Sympathetic Nervous System – Then there’s the autonomic nervous system. Inflammation in the lower brain could mess up the SNS in two ways; by affecting the thalamus (inflamed in the Japanese study) or by affecting the SNS neurons that exit just below the base of the brain.
Inflammation in either area could disrupt the ANS causing the sympathetic overdrive that produces racing heart rates, arrhythmias, and difficulty sleeping and resting. (Heart rate variability studies also show sympathetic overdrive in ME/CFS. Dr. Martinez-Lavin believes the sympathetic overdrive in both disorders begins in the thalamus.)
The Big Picture – an Inflamed Brain
Calling neuroinflammation in the brain the equivalent of autoimmunity in the body, and stating that we know the microglia are activated in ME/CFS, Dr. Bateman proposed that inflammation in the core of the brain ( limbic encephalitis) causes a cascade of problems going both ways – up into the cortex and down into the hypothalamus, thalamus, and pituitary and the autonomic nervous system.
This could cause all the major symptoms in ME/CFS and FM.
Two Subsets
Dr. Bateman believes we have enough data to describe two subsets in ME/CFS:
POTS Group
An infectious onset group that develops autoimmune antibodies to the receptors that control the heart rate and blood pressure; i.e., the POTS patients.
She sees this a lot in kids. This group doesn’t have a lot of cognitive issues; instead they have problems standing, sleeping, anxiety from excess epinephrine (a.k.a. adrenaline), are deconditioned (because they have trouble standing), and are in pain due to stress and disturbed sleep. The work on this group, she thinks, is going to go fast, and that group tends to get better anyway. They’re clearly easier to treat right now.
She talked about one young man whose mother has ME/CFS and who developed full-blown POTS after coming down with West Nile Virus. By compensating for his POTS (he wears full-length body stockings) he’s able to work and even exercise. He’s no longer deconditioned and his depression and brain fog have disappeared.

EXTRACTED RECORDS –
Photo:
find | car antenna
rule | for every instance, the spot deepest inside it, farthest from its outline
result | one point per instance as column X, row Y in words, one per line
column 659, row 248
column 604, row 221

REQUIRED WORK –
Copy the ME/CFS passage word for word, from "Inflammation in either" up to and including "ME/CFS and FM.".

YOUR RESPONSE –
Inflammation in either area could disrupt the ANS causing the sympathetic overdrive that produces racing heart rates, arrhythmias, and difficulty sleeping and resting. (Heart rate variability studies also show sympathetic overdrive in ME/CFS. Dr. Martinez-Lavin believes the sympathetic overdrive in both disorders begins in the thalamus.)
The Big Picture – an Inflamed Brain
Calling neuroinflammation in the brain the equivalent of autoimmunity in the body, and stating that we know the microglia are activated in ME/CFS, Dr. Bateman proposed that inflammation in the core of the brain ( limbic encephalitis) causes a cascade of problems going both ways – up into the cortex and down into the hypothalamus, thalamus, and pituitary and the autonomic nervous system.
This could cause all the major symptoms in ME/CFS and FM.